> EXTRACTED MATERIAL:
======

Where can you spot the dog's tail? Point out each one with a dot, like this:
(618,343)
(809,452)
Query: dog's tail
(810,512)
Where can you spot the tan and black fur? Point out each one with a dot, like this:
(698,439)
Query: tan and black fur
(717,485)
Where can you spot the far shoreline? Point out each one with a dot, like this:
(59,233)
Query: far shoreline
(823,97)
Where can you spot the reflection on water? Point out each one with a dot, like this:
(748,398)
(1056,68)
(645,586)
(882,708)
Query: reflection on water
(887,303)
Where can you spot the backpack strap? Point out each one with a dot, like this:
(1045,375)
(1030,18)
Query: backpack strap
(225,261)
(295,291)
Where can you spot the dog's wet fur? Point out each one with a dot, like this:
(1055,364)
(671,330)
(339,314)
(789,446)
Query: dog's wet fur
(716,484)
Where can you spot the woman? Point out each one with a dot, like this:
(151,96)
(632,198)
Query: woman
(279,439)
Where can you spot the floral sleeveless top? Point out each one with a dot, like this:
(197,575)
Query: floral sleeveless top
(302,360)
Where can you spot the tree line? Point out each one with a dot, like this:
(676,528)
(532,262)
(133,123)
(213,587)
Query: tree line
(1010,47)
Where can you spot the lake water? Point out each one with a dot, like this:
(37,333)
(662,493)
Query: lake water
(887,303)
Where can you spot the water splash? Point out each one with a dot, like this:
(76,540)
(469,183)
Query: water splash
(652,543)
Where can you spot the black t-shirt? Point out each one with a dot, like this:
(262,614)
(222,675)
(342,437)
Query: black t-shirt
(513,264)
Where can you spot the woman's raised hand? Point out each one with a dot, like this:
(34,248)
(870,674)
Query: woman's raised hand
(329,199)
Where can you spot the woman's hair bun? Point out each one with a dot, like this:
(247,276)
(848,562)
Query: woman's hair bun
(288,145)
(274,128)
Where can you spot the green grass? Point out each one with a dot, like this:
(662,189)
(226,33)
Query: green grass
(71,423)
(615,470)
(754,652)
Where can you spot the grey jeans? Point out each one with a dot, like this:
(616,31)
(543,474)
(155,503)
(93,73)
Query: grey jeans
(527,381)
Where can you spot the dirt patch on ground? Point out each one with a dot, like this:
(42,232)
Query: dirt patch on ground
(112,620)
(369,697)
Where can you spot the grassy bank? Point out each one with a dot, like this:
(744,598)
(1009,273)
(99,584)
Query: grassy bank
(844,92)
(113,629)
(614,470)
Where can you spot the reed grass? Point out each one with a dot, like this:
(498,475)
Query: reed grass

======

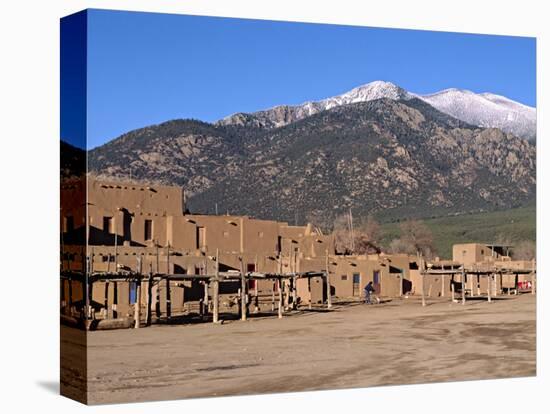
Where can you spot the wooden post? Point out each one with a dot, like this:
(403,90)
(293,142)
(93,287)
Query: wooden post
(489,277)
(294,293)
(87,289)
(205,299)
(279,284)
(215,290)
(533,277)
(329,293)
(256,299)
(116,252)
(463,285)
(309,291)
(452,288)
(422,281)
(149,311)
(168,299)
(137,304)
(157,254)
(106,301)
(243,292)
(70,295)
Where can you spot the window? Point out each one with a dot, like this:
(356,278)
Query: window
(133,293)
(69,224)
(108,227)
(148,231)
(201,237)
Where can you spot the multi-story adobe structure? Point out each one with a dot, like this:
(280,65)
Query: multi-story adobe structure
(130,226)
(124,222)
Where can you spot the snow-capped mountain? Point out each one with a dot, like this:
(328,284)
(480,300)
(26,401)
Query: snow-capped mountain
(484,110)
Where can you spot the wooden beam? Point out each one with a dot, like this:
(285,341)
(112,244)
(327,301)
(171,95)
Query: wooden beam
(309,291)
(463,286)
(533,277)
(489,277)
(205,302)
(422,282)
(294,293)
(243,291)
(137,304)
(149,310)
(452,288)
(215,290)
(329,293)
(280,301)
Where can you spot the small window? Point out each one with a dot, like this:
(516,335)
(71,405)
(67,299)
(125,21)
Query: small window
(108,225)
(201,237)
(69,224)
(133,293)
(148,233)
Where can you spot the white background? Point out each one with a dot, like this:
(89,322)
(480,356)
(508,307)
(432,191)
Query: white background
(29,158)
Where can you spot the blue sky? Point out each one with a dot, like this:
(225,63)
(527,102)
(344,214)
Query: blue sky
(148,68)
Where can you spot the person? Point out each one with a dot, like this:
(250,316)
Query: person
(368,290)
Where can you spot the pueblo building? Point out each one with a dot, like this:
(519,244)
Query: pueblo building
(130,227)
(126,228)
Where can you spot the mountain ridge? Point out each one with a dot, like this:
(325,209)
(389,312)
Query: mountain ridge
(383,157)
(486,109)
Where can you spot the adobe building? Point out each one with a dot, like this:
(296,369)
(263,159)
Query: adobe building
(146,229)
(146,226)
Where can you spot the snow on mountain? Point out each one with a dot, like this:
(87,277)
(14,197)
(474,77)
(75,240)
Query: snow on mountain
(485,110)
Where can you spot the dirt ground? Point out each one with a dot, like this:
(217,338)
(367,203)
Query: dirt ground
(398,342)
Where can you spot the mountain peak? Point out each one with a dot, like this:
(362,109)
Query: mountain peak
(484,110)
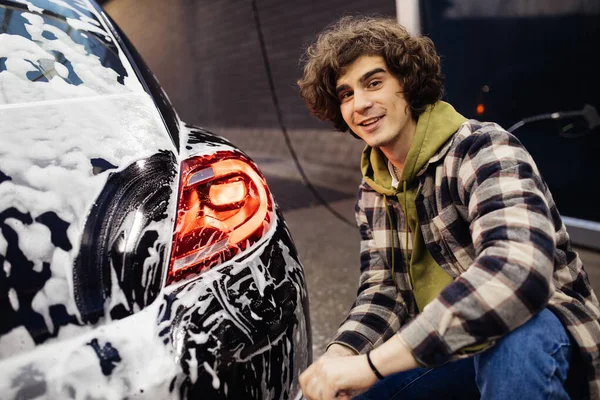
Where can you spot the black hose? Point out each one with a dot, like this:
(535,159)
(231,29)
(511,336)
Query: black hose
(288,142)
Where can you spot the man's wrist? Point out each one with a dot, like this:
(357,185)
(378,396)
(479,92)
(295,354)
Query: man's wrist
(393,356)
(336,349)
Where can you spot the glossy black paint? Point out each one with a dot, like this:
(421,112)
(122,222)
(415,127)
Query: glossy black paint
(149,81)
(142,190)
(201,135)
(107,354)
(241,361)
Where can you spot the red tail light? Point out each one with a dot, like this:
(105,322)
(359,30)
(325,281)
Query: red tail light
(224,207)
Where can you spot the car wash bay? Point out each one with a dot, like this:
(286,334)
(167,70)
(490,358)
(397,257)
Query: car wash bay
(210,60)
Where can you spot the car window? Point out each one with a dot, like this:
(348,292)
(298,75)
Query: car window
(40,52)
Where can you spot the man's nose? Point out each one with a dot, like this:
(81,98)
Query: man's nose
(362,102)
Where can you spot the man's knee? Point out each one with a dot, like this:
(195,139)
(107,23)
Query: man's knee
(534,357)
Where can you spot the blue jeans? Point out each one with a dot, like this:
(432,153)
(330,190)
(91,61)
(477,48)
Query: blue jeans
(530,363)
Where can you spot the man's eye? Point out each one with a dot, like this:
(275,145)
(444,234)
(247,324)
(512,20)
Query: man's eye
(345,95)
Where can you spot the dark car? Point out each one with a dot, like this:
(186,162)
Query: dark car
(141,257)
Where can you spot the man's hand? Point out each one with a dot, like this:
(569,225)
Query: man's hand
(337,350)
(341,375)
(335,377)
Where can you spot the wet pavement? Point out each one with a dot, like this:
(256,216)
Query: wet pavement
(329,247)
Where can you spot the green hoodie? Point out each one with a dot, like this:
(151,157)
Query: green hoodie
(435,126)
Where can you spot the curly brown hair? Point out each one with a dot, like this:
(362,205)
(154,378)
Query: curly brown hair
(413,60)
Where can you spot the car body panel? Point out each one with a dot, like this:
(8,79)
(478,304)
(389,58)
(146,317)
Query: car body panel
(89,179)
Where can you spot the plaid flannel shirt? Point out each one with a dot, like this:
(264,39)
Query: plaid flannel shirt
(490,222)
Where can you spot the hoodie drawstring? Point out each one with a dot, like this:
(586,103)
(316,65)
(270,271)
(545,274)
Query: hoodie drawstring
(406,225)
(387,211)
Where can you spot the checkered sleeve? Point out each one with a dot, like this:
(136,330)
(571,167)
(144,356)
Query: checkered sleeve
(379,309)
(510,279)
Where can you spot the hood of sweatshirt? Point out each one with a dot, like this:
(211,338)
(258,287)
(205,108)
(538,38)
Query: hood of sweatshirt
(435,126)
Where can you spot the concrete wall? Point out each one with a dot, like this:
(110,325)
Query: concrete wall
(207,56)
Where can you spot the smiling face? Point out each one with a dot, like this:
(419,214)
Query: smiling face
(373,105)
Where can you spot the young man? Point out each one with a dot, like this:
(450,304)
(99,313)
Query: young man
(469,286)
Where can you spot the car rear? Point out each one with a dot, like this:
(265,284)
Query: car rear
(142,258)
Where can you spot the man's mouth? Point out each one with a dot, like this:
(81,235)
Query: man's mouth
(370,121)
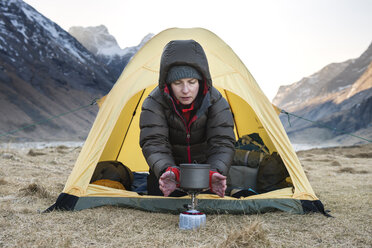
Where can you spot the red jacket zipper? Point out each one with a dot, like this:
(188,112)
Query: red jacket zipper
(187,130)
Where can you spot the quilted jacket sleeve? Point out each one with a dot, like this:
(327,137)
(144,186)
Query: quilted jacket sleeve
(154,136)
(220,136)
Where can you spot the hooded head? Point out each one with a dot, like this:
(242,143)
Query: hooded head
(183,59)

======

> GOAL OF THE EXERCISE: What lines in the material include the string "reed"? Pull each one out.

> ANSWER FOR THIS EXERCISE:
Where can you spot the reed grass? Point out each one with a dot, like this:
Query: reed grass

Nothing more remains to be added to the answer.